Express the rows below, from the line with "In this exercise you will indicate every instance of the silver" to the line with "<point>445,380</point>", as a Markdown table with the columns Number and Line, one numbered row per line and blank lines left out.

(A few records)
################
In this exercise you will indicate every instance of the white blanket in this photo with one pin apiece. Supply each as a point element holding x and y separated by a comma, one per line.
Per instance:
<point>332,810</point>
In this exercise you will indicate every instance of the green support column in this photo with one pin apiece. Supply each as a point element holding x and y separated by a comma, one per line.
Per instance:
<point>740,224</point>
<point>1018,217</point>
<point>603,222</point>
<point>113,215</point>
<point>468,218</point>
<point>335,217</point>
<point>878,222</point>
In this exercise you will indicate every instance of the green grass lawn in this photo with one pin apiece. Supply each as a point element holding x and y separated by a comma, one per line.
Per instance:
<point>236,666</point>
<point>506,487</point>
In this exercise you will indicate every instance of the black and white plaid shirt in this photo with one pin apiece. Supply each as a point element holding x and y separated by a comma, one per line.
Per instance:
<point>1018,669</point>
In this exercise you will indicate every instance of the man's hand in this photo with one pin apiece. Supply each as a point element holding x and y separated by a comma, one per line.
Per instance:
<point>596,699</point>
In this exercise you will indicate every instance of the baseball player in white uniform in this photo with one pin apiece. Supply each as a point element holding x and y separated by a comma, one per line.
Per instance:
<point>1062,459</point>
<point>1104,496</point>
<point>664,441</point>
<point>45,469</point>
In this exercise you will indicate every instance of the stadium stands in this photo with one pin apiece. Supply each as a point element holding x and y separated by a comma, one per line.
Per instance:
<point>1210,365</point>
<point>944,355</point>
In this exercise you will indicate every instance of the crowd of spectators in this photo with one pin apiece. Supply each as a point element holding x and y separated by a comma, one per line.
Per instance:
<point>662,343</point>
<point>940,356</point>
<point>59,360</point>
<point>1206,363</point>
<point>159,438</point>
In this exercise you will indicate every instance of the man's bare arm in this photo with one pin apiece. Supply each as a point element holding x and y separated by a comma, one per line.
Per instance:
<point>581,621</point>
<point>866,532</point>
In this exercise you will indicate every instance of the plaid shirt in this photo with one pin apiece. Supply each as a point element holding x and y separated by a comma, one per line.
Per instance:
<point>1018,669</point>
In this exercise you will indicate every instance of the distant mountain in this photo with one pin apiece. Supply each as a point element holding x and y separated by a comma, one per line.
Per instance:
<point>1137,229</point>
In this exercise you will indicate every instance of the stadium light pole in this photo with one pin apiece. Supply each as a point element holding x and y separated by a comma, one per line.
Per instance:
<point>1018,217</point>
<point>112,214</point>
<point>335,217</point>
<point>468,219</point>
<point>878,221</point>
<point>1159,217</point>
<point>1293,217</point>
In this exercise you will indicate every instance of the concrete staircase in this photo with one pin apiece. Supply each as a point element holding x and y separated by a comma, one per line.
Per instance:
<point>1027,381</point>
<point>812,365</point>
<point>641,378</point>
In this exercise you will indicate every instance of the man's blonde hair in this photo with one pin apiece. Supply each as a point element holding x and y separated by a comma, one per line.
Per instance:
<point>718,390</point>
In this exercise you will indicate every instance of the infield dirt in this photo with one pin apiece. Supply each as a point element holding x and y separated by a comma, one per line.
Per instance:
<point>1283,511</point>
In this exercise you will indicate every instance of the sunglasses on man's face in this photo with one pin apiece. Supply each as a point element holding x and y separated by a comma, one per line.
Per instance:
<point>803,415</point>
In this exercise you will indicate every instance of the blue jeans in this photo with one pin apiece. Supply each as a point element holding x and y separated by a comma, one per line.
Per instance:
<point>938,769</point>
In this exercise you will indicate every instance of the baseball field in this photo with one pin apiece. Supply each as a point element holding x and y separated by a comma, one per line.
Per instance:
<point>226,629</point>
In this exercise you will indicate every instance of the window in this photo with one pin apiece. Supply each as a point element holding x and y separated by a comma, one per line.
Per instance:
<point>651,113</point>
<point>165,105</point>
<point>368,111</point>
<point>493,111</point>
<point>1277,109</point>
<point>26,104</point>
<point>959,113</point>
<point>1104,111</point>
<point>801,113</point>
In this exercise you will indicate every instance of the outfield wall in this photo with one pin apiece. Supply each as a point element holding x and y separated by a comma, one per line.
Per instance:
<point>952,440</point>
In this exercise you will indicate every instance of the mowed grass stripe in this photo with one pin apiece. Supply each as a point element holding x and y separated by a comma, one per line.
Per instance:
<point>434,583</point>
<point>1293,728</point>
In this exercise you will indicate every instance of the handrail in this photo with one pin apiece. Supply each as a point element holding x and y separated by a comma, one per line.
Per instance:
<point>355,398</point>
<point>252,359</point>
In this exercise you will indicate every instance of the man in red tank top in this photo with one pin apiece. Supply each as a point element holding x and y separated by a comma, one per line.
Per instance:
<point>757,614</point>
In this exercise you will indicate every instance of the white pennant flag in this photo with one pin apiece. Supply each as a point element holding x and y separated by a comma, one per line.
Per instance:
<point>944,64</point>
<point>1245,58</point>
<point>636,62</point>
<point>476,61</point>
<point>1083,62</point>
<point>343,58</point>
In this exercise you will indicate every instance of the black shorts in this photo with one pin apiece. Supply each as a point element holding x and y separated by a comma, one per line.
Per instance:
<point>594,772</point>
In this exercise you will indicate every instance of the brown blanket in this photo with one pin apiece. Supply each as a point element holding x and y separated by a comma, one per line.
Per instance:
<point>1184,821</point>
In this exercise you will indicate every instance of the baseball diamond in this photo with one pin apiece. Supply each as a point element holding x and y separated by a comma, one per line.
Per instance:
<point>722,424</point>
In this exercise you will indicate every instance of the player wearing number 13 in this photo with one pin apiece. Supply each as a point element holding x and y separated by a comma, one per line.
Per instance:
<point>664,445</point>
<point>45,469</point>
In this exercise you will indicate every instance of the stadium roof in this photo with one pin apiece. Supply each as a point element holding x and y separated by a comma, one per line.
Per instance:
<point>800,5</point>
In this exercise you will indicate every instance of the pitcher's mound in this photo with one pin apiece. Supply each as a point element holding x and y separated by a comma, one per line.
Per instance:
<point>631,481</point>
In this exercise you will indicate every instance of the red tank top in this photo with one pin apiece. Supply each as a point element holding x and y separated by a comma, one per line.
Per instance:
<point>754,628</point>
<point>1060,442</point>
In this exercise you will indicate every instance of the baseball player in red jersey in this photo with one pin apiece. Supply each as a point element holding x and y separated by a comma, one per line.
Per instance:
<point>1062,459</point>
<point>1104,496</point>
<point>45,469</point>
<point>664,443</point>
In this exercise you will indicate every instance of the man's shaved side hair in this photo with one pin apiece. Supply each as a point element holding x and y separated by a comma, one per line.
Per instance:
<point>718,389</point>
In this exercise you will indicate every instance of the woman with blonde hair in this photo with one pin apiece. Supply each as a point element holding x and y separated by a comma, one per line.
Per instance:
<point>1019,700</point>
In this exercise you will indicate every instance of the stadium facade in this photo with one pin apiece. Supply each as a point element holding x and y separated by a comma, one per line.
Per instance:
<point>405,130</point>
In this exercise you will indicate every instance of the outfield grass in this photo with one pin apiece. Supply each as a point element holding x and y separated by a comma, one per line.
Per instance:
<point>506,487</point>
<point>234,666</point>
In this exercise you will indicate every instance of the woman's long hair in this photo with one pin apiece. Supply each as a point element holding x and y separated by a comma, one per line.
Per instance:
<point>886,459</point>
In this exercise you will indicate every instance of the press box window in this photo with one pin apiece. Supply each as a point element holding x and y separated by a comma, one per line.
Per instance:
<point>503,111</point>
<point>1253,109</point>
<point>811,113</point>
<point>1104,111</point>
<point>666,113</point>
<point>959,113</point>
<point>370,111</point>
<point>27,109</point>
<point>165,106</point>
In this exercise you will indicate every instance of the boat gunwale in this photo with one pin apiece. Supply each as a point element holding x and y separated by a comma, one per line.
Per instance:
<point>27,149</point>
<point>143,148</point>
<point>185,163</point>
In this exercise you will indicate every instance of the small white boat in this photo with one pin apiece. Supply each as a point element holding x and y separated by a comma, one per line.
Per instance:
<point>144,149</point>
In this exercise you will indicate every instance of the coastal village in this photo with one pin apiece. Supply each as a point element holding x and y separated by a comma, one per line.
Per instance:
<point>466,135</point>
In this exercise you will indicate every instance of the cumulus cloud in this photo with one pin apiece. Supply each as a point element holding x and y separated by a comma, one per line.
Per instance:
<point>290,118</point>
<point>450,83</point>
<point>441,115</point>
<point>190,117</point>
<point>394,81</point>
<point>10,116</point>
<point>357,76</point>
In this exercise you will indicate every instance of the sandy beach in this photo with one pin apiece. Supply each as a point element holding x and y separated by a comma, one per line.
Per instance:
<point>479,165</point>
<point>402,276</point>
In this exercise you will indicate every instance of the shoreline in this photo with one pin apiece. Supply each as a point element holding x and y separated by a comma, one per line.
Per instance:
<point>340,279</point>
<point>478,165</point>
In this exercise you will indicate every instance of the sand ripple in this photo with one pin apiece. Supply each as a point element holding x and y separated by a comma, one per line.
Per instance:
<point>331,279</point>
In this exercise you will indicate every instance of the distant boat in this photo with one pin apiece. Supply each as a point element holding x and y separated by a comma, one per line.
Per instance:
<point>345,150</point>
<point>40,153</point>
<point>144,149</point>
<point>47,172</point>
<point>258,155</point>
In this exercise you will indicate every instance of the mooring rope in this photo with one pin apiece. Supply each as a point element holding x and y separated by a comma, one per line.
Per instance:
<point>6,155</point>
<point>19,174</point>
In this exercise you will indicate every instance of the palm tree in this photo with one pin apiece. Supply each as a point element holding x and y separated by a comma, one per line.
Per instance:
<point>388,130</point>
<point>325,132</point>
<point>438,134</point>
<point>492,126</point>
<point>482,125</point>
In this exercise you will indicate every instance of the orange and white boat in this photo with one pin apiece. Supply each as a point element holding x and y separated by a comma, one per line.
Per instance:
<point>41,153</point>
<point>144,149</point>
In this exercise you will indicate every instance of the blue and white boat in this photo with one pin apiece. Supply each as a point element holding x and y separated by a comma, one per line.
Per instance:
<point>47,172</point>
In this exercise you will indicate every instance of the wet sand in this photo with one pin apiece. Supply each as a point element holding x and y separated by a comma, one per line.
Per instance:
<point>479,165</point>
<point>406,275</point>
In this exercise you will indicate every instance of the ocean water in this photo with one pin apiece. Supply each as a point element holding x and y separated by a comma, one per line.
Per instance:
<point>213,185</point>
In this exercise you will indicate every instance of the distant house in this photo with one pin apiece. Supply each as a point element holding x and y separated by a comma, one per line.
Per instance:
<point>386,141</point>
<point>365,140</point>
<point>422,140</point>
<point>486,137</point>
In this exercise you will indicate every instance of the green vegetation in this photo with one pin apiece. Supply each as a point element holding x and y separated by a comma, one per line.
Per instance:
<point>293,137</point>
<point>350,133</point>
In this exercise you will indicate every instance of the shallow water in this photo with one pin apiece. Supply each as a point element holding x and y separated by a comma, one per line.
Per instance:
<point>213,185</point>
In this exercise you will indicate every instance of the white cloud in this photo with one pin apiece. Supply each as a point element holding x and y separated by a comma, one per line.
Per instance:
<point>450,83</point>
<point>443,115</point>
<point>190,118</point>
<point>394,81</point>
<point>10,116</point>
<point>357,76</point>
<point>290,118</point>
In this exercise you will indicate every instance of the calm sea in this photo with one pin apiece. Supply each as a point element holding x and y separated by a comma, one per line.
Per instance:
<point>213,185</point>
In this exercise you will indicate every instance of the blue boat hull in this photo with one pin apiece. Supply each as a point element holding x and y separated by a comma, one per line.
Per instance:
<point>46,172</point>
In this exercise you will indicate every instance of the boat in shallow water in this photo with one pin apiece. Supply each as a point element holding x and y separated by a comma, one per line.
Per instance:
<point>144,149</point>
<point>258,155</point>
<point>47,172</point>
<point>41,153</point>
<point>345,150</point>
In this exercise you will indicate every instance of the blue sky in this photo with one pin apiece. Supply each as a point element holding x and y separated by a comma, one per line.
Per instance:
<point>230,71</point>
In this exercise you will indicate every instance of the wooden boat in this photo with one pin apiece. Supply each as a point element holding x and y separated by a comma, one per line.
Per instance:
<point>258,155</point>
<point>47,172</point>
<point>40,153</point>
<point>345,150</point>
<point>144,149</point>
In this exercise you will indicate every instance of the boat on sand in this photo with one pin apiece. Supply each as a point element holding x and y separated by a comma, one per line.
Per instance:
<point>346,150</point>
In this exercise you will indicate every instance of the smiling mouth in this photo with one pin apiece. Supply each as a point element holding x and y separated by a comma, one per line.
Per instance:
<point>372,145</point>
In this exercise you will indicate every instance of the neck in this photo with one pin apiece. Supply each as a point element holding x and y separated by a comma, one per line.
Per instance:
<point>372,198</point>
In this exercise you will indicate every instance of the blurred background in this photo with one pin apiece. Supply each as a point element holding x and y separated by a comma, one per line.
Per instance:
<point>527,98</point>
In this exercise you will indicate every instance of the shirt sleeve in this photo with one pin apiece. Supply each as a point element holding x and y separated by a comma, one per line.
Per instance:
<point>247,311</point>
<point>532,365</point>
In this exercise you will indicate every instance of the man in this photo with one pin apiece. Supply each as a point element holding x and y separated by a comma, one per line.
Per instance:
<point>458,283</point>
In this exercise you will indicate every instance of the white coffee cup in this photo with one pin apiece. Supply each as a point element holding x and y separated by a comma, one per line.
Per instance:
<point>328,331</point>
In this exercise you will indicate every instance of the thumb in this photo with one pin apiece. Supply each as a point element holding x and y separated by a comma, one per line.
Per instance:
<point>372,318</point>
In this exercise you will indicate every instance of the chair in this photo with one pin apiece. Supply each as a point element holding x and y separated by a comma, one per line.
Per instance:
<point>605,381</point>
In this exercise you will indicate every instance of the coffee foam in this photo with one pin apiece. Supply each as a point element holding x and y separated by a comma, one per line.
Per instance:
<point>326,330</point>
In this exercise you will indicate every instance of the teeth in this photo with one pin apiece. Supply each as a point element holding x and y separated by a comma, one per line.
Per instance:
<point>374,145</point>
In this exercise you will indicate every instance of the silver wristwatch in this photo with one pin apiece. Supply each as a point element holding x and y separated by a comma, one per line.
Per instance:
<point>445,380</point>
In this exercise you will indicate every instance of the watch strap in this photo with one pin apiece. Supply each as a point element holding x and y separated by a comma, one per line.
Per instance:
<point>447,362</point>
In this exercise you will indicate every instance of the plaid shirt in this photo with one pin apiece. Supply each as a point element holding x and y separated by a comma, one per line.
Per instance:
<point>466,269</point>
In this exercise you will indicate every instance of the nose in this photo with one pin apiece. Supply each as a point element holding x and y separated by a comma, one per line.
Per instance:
################
Finished task:
| Number | Line |
|---|---|
| 1 | In this exercise you will indicate every instance of the silver wristwatch in this photo with one pin apiece. Supply each as a point element holding x and y separated by a comma, one per line. |
| 2 | Per instance: |
| 3 | <point>445,380</point> |